### Your instructions
Search the records for the word "vase" and copy each line in which it appears.

(Natural language region descriptions)
========

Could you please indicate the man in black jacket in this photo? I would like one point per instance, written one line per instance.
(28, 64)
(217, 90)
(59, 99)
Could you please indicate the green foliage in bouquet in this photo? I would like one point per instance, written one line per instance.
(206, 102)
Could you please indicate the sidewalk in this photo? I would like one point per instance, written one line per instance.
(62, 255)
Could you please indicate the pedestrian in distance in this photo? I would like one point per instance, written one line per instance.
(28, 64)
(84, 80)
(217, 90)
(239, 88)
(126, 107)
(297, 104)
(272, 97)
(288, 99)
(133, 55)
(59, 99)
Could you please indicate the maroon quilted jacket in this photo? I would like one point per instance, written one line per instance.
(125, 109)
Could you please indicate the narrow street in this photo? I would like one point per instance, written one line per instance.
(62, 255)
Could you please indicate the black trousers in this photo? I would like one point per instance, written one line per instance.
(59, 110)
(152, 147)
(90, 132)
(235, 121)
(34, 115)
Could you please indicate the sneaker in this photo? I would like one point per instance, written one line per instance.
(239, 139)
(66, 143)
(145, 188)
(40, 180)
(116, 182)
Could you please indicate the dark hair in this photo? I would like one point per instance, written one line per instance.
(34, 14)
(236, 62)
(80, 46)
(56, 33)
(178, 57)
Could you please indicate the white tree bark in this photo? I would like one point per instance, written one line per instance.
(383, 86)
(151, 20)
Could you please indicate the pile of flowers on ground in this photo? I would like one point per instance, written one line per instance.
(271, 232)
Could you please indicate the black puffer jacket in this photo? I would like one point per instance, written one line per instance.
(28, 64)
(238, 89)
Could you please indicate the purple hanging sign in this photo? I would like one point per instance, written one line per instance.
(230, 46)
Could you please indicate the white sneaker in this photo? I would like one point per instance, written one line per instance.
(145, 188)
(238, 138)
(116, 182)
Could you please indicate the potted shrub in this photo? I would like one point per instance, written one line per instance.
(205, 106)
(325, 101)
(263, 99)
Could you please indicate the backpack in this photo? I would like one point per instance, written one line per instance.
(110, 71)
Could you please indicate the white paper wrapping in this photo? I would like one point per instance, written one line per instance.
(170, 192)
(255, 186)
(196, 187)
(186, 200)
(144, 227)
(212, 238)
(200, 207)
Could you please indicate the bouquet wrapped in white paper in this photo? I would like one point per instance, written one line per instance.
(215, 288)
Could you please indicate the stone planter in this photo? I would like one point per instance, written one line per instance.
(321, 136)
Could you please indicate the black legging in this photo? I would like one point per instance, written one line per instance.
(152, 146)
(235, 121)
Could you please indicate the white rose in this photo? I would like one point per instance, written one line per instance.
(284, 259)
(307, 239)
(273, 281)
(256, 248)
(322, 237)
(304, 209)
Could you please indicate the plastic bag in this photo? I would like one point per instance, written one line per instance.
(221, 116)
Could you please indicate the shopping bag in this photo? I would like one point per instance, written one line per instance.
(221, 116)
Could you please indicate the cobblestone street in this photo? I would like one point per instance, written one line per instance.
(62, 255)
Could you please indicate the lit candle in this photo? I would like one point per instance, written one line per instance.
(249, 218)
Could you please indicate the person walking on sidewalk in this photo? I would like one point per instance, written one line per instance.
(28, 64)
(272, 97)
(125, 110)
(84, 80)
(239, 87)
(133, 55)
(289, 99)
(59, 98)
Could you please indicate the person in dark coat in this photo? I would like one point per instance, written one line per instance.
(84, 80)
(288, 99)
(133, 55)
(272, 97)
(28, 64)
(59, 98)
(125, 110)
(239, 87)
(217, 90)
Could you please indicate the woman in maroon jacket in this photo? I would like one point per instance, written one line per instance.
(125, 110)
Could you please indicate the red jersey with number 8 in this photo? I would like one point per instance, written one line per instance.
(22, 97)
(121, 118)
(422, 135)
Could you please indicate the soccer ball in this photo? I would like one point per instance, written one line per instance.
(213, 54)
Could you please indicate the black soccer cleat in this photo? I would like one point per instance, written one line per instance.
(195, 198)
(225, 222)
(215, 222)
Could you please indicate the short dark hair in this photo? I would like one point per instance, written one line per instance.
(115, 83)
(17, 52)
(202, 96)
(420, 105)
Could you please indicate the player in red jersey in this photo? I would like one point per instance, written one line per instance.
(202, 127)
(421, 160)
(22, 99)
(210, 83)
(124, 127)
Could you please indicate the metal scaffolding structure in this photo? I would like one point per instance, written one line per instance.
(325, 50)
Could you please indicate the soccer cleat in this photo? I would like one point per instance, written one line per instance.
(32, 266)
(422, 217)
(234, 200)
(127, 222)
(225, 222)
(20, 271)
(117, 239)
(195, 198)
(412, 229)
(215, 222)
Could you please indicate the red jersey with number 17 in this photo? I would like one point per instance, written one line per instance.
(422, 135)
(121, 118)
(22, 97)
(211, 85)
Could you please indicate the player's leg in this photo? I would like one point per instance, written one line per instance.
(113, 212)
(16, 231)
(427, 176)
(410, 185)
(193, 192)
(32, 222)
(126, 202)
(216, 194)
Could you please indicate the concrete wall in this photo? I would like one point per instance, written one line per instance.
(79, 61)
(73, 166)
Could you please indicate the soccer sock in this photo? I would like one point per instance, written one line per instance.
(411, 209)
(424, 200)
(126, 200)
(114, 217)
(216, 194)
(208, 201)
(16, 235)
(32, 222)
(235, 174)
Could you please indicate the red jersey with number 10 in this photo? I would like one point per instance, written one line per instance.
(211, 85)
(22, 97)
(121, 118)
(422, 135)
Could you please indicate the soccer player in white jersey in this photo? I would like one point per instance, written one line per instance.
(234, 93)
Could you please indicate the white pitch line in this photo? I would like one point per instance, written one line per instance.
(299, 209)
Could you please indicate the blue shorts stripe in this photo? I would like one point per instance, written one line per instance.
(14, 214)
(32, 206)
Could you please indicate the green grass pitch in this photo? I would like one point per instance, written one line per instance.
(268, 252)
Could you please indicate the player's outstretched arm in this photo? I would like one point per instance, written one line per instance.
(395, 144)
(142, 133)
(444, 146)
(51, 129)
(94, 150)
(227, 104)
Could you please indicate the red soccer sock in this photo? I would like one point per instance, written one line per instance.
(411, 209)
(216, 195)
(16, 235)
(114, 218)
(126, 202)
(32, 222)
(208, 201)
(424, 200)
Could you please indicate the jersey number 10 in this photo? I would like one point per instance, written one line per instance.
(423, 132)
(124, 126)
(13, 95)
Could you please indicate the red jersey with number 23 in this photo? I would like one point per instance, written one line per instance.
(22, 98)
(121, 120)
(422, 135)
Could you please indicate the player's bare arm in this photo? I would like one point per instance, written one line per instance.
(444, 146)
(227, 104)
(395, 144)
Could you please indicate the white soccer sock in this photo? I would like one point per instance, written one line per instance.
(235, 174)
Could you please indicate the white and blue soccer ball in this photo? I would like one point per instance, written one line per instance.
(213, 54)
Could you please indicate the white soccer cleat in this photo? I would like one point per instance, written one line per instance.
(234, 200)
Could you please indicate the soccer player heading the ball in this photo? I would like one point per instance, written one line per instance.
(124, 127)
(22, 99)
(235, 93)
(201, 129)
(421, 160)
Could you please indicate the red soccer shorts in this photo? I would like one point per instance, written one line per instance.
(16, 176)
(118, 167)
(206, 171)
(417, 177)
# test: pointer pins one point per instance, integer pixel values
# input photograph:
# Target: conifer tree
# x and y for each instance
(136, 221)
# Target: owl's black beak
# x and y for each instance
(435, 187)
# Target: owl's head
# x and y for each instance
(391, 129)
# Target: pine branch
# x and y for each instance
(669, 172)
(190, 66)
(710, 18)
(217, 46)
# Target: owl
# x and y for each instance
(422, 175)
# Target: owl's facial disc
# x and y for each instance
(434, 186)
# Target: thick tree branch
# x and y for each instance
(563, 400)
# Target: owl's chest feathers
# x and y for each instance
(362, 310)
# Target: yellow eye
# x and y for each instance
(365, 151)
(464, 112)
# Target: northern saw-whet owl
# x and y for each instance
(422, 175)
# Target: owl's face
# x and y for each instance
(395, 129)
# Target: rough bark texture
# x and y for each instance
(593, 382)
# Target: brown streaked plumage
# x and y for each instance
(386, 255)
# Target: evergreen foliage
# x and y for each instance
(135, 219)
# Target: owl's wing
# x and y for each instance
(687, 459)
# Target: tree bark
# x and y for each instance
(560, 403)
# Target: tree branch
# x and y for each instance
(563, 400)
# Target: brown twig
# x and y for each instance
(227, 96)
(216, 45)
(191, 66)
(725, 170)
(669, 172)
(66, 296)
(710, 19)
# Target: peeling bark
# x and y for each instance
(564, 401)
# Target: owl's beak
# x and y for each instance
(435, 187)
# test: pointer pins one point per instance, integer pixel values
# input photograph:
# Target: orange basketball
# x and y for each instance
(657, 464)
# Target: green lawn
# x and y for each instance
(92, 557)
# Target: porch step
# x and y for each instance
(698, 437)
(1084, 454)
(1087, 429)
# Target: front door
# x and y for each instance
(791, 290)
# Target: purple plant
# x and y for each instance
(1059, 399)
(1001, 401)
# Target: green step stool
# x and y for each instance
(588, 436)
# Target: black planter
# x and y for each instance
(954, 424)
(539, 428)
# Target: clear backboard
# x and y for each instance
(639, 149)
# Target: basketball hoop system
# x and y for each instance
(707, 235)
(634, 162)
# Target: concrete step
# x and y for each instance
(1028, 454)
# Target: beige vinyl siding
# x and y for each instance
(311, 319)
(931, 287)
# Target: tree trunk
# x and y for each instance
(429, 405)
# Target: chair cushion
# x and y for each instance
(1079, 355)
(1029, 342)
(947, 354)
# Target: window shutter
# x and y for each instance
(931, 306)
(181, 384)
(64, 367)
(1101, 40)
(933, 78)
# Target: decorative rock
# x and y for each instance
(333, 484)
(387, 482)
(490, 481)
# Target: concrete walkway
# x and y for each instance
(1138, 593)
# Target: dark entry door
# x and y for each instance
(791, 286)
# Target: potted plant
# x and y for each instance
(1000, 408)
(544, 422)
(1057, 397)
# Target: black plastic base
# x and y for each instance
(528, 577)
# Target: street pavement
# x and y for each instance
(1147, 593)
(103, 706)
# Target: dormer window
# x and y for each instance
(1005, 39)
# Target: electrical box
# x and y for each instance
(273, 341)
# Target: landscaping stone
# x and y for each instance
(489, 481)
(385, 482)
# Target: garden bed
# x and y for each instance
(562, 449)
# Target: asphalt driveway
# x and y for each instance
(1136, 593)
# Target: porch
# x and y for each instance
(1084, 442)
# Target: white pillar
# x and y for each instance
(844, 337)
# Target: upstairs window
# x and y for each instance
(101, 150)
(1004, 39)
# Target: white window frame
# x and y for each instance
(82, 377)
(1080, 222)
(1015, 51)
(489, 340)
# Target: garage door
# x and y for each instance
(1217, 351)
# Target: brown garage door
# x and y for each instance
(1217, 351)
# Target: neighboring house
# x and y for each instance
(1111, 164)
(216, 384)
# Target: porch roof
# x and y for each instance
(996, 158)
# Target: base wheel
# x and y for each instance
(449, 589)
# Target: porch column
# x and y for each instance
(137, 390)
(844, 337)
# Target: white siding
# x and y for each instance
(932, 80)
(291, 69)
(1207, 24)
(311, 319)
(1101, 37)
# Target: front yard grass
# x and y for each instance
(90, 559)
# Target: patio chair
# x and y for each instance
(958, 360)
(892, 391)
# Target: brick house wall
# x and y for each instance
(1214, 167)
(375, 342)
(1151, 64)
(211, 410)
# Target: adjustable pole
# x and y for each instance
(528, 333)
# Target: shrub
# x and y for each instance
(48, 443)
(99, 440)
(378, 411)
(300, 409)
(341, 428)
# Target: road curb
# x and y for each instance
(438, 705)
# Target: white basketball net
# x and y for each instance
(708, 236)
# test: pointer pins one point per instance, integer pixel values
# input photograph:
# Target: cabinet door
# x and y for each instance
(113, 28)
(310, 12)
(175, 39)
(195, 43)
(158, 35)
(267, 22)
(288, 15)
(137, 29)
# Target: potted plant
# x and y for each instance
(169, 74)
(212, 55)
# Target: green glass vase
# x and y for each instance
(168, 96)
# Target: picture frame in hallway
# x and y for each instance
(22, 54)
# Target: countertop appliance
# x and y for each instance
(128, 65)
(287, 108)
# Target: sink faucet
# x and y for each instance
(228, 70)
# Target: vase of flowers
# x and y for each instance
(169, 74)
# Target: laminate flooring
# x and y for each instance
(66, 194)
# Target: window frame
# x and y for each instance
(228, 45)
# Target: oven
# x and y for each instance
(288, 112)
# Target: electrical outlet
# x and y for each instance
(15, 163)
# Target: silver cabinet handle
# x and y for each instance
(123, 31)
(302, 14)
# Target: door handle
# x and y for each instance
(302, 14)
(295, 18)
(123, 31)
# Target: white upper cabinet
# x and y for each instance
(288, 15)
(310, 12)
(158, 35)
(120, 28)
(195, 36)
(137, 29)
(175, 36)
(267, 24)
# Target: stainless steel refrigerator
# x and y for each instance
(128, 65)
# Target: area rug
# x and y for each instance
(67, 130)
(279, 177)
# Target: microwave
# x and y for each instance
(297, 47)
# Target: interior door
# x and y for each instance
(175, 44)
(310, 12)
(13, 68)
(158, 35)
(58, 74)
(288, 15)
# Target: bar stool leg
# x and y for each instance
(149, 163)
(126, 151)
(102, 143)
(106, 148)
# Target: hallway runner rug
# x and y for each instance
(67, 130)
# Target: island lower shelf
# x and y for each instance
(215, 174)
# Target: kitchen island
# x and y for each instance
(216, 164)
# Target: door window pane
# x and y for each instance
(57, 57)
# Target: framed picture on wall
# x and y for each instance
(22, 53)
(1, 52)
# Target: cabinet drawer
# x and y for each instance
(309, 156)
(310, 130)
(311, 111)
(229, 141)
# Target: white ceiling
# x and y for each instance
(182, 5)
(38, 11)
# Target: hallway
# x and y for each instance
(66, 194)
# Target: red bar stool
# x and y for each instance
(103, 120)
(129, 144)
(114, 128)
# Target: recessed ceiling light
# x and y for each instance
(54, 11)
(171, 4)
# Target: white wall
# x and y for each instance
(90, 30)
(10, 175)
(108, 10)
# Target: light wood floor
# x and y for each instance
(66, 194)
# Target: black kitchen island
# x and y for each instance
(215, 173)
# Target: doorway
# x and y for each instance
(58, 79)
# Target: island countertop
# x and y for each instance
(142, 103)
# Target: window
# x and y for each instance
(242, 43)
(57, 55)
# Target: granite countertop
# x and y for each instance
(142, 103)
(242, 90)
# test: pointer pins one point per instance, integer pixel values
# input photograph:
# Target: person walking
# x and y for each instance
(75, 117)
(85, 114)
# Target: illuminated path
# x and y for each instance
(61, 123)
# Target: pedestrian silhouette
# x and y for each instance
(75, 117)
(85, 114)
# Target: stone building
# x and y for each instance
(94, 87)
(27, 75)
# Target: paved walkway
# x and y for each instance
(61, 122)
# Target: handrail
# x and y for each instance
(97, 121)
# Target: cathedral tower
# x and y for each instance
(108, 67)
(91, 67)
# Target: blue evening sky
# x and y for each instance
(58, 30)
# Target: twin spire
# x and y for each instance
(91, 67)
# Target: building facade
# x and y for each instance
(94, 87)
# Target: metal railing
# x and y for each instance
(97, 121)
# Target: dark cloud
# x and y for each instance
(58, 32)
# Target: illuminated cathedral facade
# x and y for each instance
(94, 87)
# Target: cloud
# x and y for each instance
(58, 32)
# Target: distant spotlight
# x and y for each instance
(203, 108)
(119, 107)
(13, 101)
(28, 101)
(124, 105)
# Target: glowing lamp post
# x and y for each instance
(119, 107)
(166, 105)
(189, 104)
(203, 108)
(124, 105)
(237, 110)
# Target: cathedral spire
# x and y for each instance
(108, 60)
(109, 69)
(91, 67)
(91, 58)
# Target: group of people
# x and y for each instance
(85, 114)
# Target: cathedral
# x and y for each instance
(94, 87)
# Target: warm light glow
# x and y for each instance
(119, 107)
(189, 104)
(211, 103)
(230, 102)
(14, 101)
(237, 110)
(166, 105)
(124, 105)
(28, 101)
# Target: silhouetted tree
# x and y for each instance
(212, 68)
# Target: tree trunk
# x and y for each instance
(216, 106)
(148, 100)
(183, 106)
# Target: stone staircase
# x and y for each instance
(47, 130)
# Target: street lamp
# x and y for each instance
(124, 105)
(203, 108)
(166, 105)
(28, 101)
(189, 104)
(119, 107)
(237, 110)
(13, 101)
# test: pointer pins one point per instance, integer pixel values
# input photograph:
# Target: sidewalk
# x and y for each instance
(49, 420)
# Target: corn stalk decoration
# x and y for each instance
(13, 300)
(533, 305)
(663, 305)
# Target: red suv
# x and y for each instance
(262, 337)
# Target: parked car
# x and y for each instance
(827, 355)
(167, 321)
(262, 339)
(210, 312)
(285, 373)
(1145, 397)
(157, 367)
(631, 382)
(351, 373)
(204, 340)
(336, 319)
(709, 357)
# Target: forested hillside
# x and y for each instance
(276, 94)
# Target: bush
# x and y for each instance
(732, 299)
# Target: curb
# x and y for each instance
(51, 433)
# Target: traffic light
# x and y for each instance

========

### Answer to the exercise
# Target: green glass vase
# Target: vase of flowers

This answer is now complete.